- [Things to do]
(A) Answer these questions about the text on Otjinene:
(i) What population did Otjinene have in 2023?
(ii) How long is the tarred road from Otjinene to Gobabis?
(iii) What heritage site lies about 18 km to the northeast of Otjinene?
(B) Continue the text on Otjinene from its final sentence.

- [Provided passage]

-- Opening Marker --

Village in eastern Namibia

Otjinene is a village in the Omaheke Region of Namibia. It is the district capital of the Otjinene Constituency and had a population of 6,876 people in 2023.

==Geography==
Otjinene is connected via a 157 km tarred road to the regional capital Gobabis, and via a 227 km road which was tarred in 2017, to Grootfontein.

Otjinene is surrounded by a communal area, where there are many villages. There are more or less 20 households in each village. The majority of people around Otjinene are communal farmers, farming with cattle, goats and sheep. There is one health clinic which is operated by the Ministry of Health and Social Services, and a number of retail stores.

c. 18 km to the Northeast is the Ozombuzovindimba heritage site. This is the place where in 1904 Lothar von Trotha issued the extermination order against the OvaHerero and Nama people, starting the Herero and Namaqua Genocide which would kill about 80% of all OvaHerero. OvaHerero and OvaMbanderu people gather annually here to commemorate lives and deaths of their ancestors.

-- Closing Marker --

- [Extracted information]
-- Opening Marker --

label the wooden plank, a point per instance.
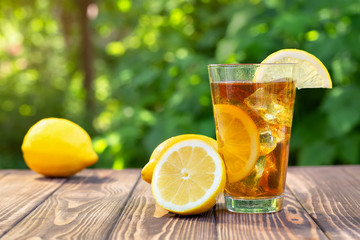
(20, 193)
(331, 195)
(290, 223)
(142, 219)
(85, 207)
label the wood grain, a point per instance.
(331, 196)
(320, 203)
(291, 223)
(142, 218)
(85, 207)
(20, 193)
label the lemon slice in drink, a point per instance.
(239, 141)
(311, 73)
(148, 170)
(188, 177)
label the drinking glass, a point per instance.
(253, 109)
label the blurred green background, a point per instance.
(133, 73)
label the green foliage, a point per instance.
(151, 79)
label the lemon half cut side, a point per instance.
(188, 177)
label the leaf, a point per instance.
(348, 149)
(343, 109)
(318, 153)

-- Closing Marker --

- [Response list]
(A)
(i) 6,876 people
(ii) 157 km
(iii) The Ozombuzovindimba heritage site

(B)
==Politics==
Otjinene was proclaimed a village by the government in 2011. Since then it is governed by a village council that has five seats.
Lesley Kauandara, is currently serving as the chairperson of the Otjinene Village Council.

Otjinene is one of the few local authorities where Namibia's ruling SWAPO party is in the opposition. In the 2015 local authority election it only gained one seat (488 votes). The election was won by the National Unity Democratic Organisation (NUDO) which gained three seats (787 votes). The remaining seat went to the Democratic Turnhalle Alliance (DTA, 204 votes). NUDO also won the 2020 local authority election. It obtained 823 votes and gained three village council seats. One seat each went to the Popular Democratic Movement (PDM), formerly DTA, with 351 votes and to SWAPO (319 votes).